───── Kutipan Teks ─────

Bambang Soesatyo dan Jejak Harmoko di Golkar

Ketika hadirin menyanyikan Indonesia Raya, Harmoko yang kelahiran Nganjuk, 7 Februari 1939 itu seperti tak bereaksi. Mungkin beliau bernyanyi di dalam hati.

Sabtu, 6 Juli 2019 | 12:28 WIB
0
676
Bambang Soesatyo dan Jejak Harmoko di Golkar
Bambang Soesatyo saya wawancarai (Foto: Dokumentasi Pribadi)

Bambang Soesatyo (Bamsoet) memuji langkah Airlangga Hartarto menemui Presiden Jokowi bersama para pengurus Partai Golkar. Hal itu, kata dia, sudah sepatutnya dilakukan karena pengurus daerah ikut berjuang langsung memenangkan Jokowi sebagai Presiden.

Padahal ada yang menilai langkah Airlangga Senin (1/7/2019) di Bogor itu sebagai manuver untuk meraih dukungan Istana agar bisa terus memimpin Golkar hingga 2024. Andai Golkar tetap di bawah Airlangga, keajegan dukungan terhadap pemerintahan Jokowi akan lebih terjamin.

Rupanya Bamsoet tak mau kalah. Dia pun menjamin dukungan terhadap Jokowi tak akan memudar di tengah jalan. Sebab hal itu merupakan aspirasi para pengurus daerah yang disampaikan kepadanya.

“Kalau ada ketua umum terpilih deny (mengingkari) dukungan ke Jokowi, akan kita sikat di tengah jalan,” ujarnya.

───── Cuplikan Kumpulan Data ─────

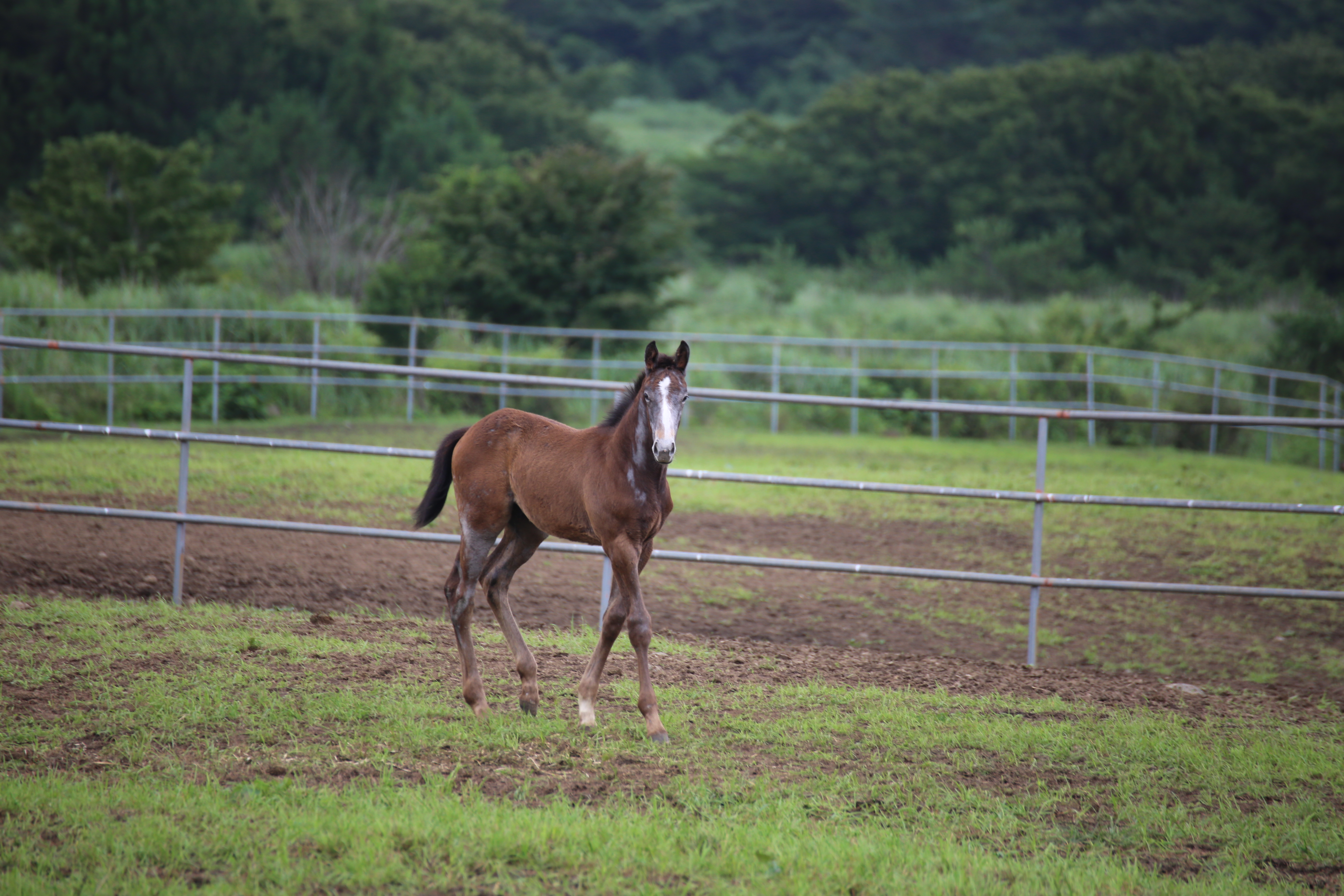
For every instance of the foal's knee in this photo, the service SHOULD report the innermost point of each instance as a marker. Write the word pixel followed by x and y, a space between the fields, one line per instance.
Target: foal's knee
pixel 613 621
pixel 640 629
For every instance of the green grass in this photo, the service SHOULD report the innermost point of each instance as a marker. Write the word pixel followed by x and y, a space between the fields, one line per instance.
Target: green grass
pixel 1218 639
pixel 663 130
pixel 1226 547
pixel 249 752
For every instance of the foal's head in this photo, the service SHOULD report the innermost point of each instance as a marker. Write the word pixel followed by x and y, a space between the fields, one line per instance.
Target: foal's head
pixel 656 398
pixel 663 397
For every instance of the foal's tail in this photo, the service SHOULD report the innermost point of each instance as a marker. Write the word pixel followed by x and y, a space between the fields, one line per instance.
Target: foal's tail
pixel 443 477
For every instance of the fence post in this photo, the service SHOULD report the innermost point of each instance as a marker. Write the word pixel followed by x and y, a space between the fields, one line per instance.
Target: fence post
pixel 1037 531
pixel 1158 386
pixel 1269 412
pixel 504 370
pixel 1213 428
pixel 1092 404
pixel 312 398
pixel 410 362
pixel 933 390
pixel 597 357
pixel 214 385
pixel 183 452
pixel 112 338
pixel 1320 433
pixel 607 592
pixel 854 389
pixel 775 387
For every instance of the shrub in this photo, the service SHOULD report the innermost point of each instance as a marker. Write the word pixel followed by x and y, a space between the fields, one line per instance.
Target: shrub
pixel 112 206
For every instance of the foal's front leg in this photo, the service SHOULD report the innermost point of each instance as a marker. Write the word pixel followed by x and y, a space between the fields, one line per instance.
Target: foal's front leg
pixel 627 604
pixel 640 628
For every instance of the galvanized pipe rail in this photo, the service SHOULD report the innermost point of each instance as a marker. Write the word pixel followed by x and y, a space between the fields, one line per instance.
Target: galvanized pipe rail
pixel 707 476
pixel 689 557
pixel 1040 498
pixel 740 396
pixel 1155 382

─────
───── Cuplikan Kumpulan Data ─────

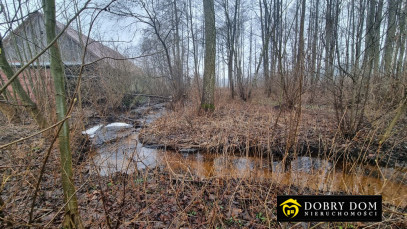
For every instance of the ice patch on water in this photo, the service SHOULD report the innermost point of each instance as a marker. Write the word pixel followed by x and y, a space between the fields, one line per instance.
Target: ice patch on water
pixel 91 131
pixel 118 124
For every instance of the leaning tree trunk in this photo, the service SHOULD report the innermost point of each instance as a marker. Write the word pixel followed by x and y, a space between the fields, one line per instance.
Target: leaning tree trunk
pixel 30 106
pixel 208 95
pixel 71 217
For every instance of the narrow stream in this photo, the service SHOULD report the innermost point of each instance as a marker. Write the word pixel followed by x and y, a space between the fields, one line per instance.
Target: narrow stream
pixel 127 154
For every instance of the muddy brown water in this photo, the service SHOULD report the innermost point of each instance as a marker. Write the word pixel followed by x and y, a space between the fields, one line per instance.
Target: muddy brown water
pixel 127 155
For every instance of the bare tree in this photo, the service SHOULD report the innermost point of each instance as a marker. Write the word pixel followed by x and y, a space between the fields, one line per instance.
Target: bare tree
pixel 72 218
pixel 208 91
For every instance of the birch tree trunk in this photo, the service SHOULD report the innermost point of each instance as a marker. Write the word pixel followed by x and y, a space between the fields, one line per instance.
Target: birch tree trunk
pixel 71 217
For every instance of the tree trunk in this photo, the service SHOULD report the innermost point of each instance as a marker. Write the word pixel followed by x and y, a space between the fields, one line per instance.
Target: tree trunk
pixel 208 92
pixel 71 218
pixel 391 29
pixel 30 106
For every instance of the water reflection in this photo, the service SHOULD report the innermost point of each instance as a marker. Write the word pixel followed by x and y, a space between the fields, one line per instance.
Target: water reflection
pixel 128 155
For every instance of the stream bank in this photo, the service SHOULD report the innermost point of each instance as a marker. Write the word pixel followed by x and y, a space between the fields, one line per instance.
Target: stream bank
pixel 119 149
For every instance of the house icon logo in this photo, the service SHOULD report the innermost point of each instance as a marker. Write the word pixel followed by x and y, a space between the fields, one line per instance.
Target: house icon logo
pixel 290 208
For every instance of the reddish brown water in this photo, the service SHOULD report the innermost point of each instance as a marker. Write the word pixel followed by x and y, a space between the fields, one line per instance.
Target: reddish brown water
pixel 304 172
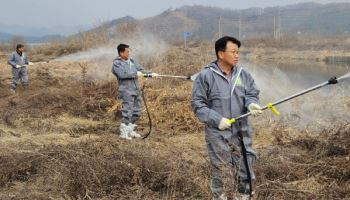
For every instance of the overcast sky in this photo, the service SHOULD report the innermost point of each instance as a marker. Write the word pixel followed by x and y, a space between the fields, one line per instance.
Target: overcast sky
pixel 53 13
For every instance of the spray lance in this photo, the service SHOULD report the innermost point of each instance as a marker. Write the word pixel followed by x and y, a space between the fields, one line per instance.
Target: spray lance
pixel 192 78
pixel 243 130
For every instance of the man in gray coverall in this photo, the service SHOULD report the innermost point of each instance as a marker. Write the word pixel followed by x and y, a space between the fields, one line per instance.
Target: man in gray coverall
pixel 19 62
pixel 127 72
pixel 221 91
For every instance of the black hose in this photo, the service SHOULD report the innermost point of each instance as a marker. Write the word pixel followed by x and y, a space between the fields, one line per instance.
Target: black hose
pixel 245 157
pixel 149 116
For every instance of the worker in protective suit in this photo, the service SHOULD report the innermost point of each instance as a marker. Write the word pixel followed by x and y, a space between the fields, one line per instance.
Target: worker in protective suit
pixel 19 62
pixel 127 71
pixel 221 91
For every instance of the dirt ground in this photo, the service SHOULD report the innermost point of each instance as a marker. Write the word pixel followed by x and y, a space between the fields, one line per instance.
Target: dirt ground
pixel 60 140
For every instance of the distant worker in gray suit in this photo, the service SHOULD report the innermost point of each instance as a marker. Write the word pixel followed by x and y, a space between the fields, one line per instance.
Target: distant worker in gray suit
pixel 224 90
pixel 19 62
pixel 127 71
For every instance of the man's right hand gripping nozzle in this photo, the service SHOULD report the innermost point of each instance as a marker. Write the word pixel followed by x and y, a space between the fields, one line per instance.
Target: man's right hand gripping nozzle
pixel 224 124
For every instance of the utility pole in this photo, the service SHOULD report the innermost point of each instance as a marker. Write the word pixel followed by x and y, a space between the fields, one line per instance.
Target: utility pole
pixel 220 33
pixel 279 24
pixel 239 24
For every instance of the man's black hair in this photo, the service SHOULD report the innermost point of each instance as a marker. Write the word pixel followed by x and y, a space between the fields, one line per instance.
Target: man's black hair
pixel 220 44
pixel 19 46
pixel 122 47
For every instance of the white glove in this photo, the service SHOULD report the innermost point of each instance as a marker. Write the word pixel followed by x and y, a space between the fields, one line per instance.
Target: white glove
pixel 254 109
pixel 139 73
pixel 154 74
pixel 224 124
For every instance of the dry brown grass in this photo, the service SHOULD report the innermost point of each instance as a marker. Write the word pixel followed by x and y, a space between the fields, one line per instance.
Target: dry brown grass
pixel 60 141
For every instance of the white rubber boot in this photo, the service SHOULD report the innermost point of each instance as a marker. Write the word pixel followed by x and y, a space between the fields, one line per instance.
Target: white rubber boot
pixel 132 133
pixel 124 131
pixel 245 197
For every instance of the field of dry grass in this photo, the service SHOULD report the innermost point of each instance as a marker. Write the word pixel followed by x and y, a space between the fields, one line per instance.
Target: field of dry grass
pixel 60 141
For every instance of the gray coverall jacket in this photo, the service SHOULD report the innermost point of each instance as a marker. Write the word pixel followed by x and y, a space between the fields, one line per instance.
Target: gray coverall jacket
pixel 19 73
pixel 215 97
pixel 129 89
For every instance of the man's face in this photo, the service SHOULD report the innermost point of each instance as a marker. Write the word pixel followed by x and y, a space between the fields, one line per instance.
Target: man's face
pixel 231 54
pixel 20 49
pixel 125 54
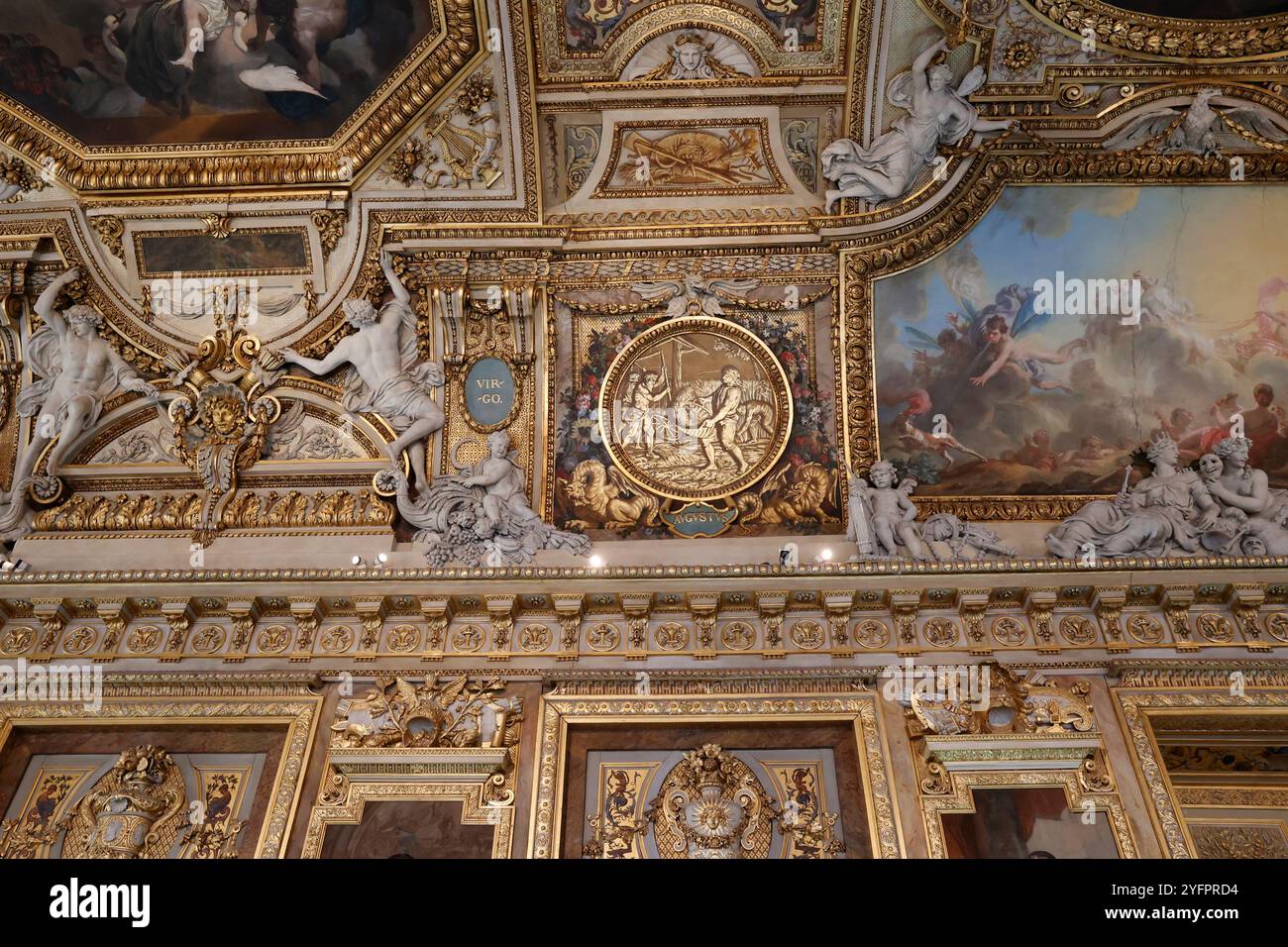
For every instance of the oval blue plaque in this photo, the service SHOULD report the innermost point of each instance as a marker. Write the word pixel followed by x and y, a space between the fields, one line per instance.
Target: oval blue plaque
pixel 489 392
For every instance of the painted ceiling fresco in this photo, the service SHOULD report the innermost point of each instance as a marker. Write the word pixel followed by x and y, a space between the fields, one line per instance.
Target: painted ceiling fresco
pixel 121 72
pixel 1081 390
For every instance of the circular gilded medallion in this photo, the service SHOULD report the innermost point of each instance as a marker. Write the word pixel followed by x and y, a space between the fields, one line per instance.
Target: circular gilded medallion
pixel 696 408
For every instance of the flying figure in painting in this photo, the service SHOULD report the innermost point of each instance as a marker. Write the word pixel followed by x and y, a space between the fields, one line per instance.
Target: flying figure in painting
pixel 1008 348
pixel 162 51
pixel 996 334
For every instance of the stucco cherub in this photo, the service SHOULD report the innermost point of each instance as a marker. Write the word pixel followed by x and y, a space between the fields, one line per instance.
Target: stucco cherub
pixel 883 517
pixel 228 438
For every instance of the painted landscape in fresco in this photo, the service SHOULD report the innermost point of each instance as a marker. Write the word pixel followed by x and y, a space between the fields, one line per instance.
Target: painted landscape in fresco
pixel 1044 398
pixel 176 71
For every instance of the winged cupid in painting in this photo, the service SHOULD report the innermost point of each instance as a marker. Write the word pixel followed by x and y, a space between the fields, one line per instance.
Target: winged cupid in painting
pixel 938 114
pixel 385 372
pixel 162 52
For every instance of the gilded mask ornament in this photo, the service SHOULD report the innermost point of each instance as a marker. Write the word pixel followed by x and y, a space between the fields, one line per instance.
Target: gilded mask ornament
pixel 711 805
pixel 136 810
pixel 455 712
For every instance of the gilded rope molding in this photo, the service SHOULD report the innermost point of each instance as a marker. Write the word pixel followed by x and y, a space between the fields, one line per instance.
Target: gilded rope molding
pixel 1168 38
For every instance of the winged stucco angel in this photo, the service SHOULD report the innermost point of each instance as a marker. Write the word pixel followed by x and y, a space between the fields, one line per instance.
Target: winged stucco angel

─────
───── Cuplikan Kumpulan Data ─────

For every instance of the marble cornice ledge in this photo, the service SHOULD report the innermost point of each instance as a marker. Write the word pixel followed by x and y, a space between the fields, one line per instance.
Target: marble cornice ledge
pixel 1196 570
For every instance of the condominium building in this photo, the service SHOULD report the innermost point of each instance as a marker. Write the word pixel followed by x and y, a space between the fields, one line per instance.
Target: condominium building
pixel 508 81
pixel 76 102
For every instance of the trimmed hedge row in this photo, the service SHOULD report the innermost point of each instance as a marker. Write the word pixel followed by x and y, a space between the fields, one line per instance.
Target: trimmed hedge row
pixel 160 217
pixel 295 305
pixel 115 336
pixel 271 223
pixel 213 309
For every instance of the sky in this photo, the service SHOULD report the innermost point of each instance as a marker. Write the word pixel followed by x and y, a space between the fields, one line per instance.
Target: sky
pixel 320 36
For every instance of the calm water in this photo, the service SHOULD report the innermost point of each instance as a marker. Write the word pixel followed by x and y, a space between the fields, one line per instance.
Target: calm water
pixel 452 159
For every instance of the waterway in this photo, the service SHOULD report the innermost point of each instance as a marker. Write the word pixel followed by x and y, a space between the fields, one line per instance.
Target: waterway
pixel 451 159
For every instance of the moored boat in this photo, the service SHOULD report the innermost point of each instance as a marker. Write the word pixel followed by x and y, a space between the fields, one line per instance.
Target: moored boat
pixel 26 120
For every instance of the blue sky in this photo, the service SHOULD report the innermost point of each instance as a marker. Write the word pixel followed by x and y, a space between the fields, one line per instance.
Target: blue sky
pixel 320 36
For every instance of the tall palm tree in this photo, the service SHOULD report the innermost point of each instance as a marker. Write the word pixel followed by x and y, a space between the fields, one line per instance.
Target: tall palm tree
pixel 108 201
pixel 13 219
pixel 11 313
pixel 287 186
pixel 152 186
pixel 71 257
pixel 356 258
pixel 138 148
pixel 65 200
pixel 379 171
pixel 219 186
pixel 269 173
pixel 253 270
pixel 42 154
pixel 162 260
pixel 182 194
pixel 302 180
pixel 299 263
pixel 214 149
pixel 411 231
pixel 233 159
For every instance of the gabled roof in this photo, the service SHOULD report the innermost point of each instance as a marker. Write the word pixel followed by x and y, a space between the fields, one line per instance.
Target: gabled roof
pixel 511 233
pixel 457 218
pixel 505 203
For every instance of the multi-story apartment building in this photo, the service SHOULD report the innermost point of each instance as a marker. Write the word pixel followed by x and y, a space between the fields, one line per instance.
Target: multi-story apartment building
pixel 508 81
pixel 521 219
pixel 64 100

─────

■ Ketentuan Tugas ■
Cetak ulang tanpa perubahan bagian teks tentang Bambang Soesatyo dan Golkar, mulai dari "Bambang Soesatyo (Bamsoet)" sampai dengan "Jokowi sebagai Presiden.".

■ Jawaban Tugas ■
Bambang Soesatyo (Bamsoet) memuji langkah Airlangga Hartarto menemui Presiden Jokowi bersama para pengurus Partai Golkar. Hal itu, kata dia, sudah sepatutnya dilakukan karena pengurus daerah ikut berjuang langsung memenangkan Jokowi sebagai Presiden.